Joe Crobak's answer is very good and complete. S/He considers many
possible situations and analyze the time complexity. I do not think
there is any other faster algorithm consuming less memory exists.
Basically this is a very easy problem and you do not have many
possible trick to do. All involved are basic algorithm operation such
as hashing, sorting, binary search. Surprising that MS gives such
cheap question.
On Aug 9, 2:19 am, Joe Crobak <[EMAIL PROTECTED]> wrote:
> For me, the easiest way to accomplish this is to have a "reader" index
> and a "writer" index. At each iteration, increment the reader. If
> the character at the position of the reader is NOT in the pattern,
> then write that character to the writer position and increment the
> writer.
>
> i.e.
>
> int len=strlen(subject);
> int writer=0, reader=0;
> while (reader < len) {
> if (subject[reader] "not in pattern") {
> subject[writer]=subject[reader];
> writer++;
> }
> reader++;
>
> }
>
> The interesting part, to me, is how to implement "not in pattern." In
> this case, the alphabet is at most 256 characters. So one can create
> an int array, where array[i] = 1 if (char)i is in the alphabet, and 0
> ow.
>
> i.e.
################
PROBLEM SET:
(A) Rewrite the paragraph in the forum thread beginning "For me, the easiest way" as a short list that keeps its main facts.
(B) Pick up the forum thread about filtering pattern characters out of a string right after its last line and write what comes next.
The items come from a different source than the forum thread.
################
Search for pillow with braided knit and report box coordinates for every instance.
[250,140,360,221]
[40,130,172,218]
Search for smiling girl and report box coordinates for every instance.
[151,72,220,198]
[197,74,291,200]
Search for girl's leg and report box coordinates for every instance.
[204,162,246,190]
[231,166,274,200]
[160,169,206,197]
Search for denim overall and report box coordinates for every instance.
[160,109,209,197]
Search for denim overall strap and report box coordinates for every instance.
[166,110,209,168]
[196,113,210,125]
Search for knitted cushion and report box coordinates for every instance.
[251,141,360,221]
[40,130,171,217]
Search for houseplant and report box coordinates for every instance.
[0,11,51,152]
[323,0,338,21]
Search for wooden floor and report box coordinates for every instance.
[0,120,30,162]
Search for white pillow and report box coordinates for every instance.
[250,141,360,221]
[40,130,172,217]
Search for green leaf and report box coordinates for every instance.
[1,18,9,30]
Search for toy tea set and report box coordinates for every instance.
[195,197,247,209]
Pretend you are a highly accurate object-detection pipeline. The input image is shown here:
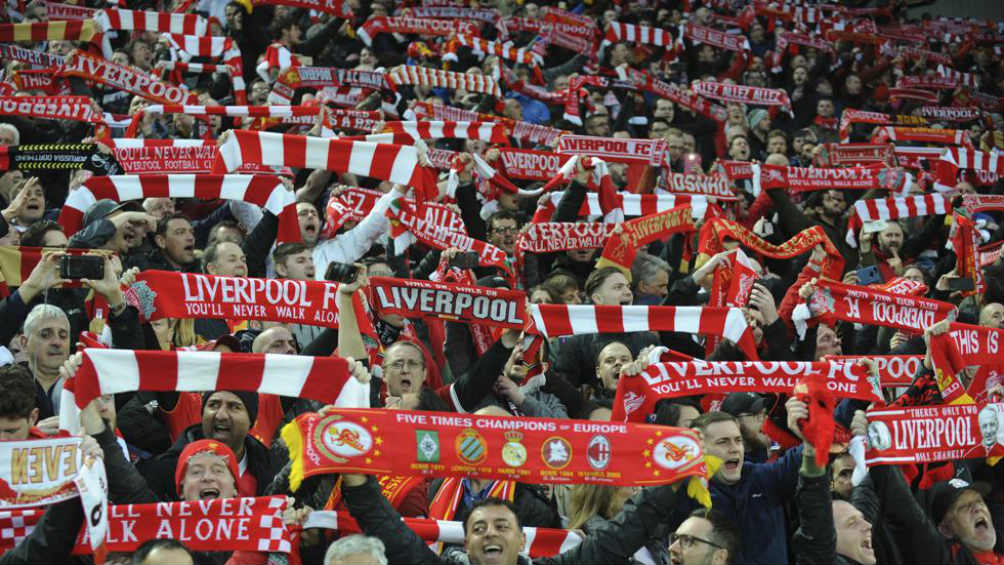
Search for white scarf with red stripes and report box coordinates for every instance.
[59,175,301,242]
[59,348,369,434]
[387,66,502,98]
[527,304,760,360]
[214,129,439,206]
[845,194,952,247]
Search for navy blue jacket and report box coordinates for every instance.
[711,446,802,563]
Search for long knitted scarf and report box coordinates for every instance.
[698,218,843,279]
[59,348,369,434]
[529,304,759,359]
[214,130,439,207]
[692,80,791,113]
[355,16,480,45]
[792,279,956,334]
[59,175,301,242]
[610,360,882,421]
[282,408,706,491]
[760,164,914,193]
[389,65,502,98]
[59,51,197,104]
[845,194,952,247]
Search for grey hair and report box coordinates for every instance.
[24,304,69,337]
[631,253,671,288]
[324,534,387,565]
[0,123,21,146]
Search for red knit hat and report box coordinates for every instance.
[175,440,240,495]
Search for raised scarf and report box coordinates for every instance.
[59,175,302,242]
[698,218,843,279]
[792,279,956,334]
[610,360,882,421]
[213,129,439,207]
[865,403,1004,465]
[691,80,791,113]
[282,408,706,491]
[59,348,369,434]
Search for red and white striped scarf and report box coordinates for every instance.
[59,348,369,434]
[58,51,197,104]
[845,194,952,247]
[384,120,509,145]
[692,80,791,113]
[919,106,983,121]
[59,175,301,242]
[214,129,439,207]
[604,22,674,47]
[387,65,502,98]
[527,304,760,360]
[443,33,544,66]
[0,96,104,123]
[355,16,480,45]
[683,22,750,53]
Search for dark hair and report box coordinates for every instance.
[585,267,624,301]
[691,410,739,432]
[0,363,38,418]
[464,497,522,537]
[21,220,62,247]
[690,508,741,563]
[272,242,310,265]
[157,212,192,236]
[485,210,519,232]
[132,538,194,563]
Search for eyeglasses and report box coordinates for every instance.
[670,532,725,549]
[388,359,426,370]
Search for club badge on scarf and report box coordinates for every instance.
[610,360,882,421]
[369,277,526,329]
[73,497,292,555]
[865,403,1004,465]
[282,409,706,491]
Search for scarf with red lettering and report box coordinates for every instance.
[213,129,439,208]
[698,218,843,279]
[683,22,750,53]
[73,496,292,555]
[692,80,791,113]
[889,87,938,104]
[596,206,707,274]
[839,108,929,144]
[58,51,197,104]
[355,16,480,45]
[0,19,99,43]
[59,175,302,242]
[59,348,369,434]
[282,408,707,493]
[387,199,513,276]
[760,164,914,193]
[919,106,983,121]
[871,125,973,148]
[792,279,956,335]
[610,359,882,421]
[845,194,952,247]
[529,304,759,359]
[949,212,987,297]
[865,403,1004,467]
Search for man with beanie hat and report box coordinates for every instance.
[140,390,277,500]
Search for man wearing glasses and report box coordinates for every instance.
[670,508,739,565]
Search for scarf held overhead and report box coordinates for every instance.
[282,409,706,491]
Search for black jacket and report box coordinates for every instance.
[341,477,683,565]
[140,423,278,501]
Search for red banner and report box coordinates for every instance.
[610,360,882,421]
[282,408,706,491]
[369,277,526,329]
[864,403,1004,465]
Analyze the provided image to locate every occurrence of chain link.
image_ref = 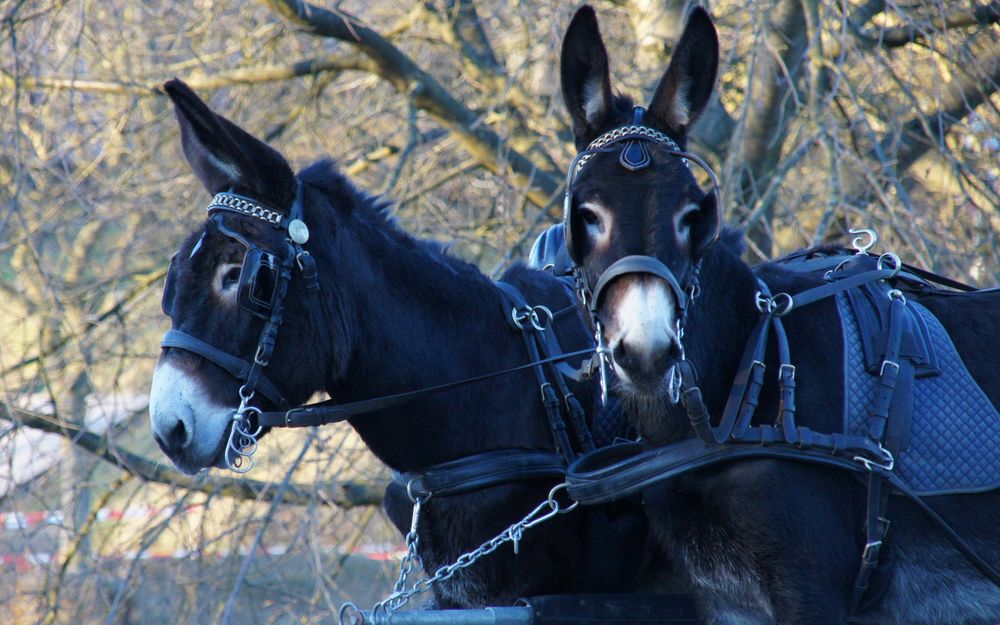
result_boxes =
[360,484,579,625]
[207,192,282,225]
[574,126,690,175]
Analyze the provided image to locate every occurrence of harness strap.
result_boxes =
[392,449,566,501]
[566,438,865,505]
[590,256,687,312]
[160,330,288,407]
[776,269,898,316]
[496,281,576,464]
[566,438,1000,587]
[257,347,594,428]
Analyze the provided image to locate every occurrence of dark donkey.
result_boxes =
[150,80,645,607]
[562,7,1000,624]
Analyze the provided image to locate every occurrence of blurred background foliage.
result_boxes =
[0,0,1000,624]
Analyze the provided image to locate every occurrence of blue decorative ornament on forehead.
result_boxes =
[618,106,653,171]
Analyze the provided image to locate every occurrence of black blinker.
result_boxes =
[236,247,280,319]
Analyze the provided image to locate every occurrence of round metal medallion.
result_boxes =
[288,219,309,245]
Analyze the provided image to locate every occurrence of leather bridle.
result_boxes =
[161,181,594,478]
[160,180,319,473]
[563,106,722,403]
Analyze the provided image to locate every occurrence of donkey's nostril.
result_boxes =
[611,341,636,370]
[611,341,680,383]
[167,420,189,449]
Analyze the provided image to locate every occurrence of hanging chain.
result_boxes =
[225,385,264,473]
[340,483,580,625]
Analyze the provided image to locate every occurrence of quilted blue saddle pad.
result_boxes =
[837,294,1000,495]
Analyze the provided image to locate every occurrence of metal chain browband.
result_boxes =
[573,124,691,176]
[563,106,722,403]
[206,191,283,226]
################
ANSWERS TO THE EXERCISES:
(A)
- Keep two indexes, a "reader" and a "writer."
- On each pass, move the reader forward by one.
- If the character at the reader's position is not in the pattern, copy it to the writer's position and move the writer forward by one.

(B)
> int *p_array = (int*)calloc(256,sizeof(int));
> int p_len = strlen(pattern);
> int i;
> for (i=0; i<p_len; i++) {
> p_array[ (int)(pattern[i]) ]=1;
>
> }
>
> to implement "not in pattern" you just check
> p_array[ subject[ reader ] ]. This approach takes O(n + c) where
> n=len of subject and c is the size of the alphabet (a constant).
>
> If you are not allowed to allocate more memory (or the alphabet is too
> big), then sort pattern, so that you can do a binary search to
> implement "not in pattern." This approach takes O(n *log(m)), where
> n=len of subject and m=len of pattern. If you don't have a sorting
> routine, and don't feel like writing one, then implement the "not in
> pattern" via a sequential search of the pattern, for a O(n*m) running
> time.
>
> Another approach is to use a hash table...
>
> Joe
>
> On Aug 8, 10:11 am, "Manish Garg" <[EMAIL PROTECTED]> wrote:
>
> > i think there is only one and srtaight forwad way to do this...
>
> > i m writing C code for that.....if any one can do it with less
> > complexity....plz reply..
>
> > int flag;
> > do{
> > flag=0;
> > for(int i =0;subject[i] !='\0';i++)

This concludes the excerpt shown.